Already there has been the Hello Wayne press release where he sought to give advice the Federal Treasurer (Wayne Swan).

The same minister, himself somewhat of a joke when it comes to making sense of how monetary systems operates, tried to score some political capital out of the Joyce appointment by issuing his own press release.

Swan said:

The new Shadow Finance Minister should today commit to the Rudd Government’s strict fiscal rules on spending, tax and savings.

If Senator Joyce cannot commit to these responsible rules, it will raise serious questions about the Coalition’s intentions for the next Budget and capacity for responsible economic management.

In this difficult budgetary environment, responsible and considered financial management is more important than ever.

The new Shadow Finance Minister should today:
* Commit to the Government’s disciplined fiscal rule of a 2 per cent real cap on spending growth when the economy returns to above-trend growth;
* Commit to a tax to GDP ratio not exceeding 2007/08 levels on average; and
* Offset all new Coalition spending with savings elsewhere in the Budget.

From the perspective of modern monetary theory (MMT) these “rules” are nonsensical.

Where do you read anything about the relationship between nominal aggregate demand growth and the real capacity of the economy?

Where do you read anything about the need to ensure that aggregate demand is sufficient to ensure there are enough jobs being created that offer enough hours of work to achieve full employment?

Where do you read anything about the need for the federal government to ensure there is enough demand to satisfy the saving desire of the non-government sector (which in the context of a country that runs a continual current account deficit means private domestic saving)?

It might be that these budget parameters (viewed as an ex post accounting outcome) would coincide with desirable real (output and employment) outcomes. But that would be a total coincidence.

The fact is the Treasurer is just mouthing fiscal rules that he has been told by Treasury sound “responsible”. This is in the context of an electorate that is totally without guile when it comes to these matters and a media that relentlessly talks in terms of these sorts of aggregates – as if they mean something.

They do not mean anything as they are. The only meaning comes from what the real economy is doing.

Anyway, that is what we expect from the Federal Government. So then the new shadow (Joyce) decided to get tough. He said:

I must admit that after the appointment to Shadow Finance Minister my comic relief came from Treasurer Swan’s media release stating that I must follow Labor’s strict rules on fiscal discipline.

It’s like Captain Calamity’s instructions on yoga. There’s one thing that is absolutely certain, I will not be taking any lead, whatsoever, from a crowd who have taken us from having tens of billions of dollars in the bank, to debt up to our eyeballs, with more dogs tied up around town than Bernie Madoff.

Labor has gone on a spending bender and is now waiting for the fairy godmother to come and rub the red ink from the books.

That was the first part of his release. So in the lead-up to the next federal election in 2010, we will get plenty of this “we left money in the bank and you wasted it and plunged us into debt” rhetoric.

The reality is that the previous conservative government that lost office in 2007 ran the federal budget in surplus 10 out of their 11 years. The exact accounting of this “feat” is in fact questionable because in the later years they actually created the Future Fund, by spending massive amounts on speculative financial assets claiming they were saving the surpluses.

══════

WHAT IS BEING ASKED
Answer these questions from the text on Swan's fiscal rules:
1. What real cap on spending growth does the first rule set?
2. Who does Joyce name in the line about "more dogs tied up around town"?
3. In how many of its 11 years did the conservative government that lost office in 2007 run the federal budget in surplus?
The material that comes next isn't needed for anything here.

PROVIDED MATERIAL
══════

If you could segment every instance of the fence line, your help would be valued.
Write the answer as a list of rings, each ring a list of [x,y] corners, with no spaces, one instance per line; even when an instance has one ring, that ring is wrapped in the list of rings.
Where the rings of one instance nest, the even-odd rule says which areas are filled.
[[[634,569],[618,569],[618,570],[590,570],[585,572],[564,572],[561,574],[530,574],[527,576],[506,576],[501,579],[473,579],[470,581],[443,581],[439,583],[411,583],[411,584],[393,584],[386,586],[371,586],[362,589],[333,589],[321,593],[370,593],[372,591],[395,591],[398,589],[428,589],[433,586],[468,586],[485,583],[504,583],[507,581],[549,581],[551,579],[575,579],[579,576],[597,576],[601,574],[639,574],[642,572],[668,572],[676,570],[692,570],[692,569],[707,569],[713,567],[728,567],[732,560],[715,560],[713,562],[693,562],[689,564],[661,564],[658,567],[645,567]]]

══════

FINAL RESULT
1. 2 per cent
2. Bernie Madoff
3. 10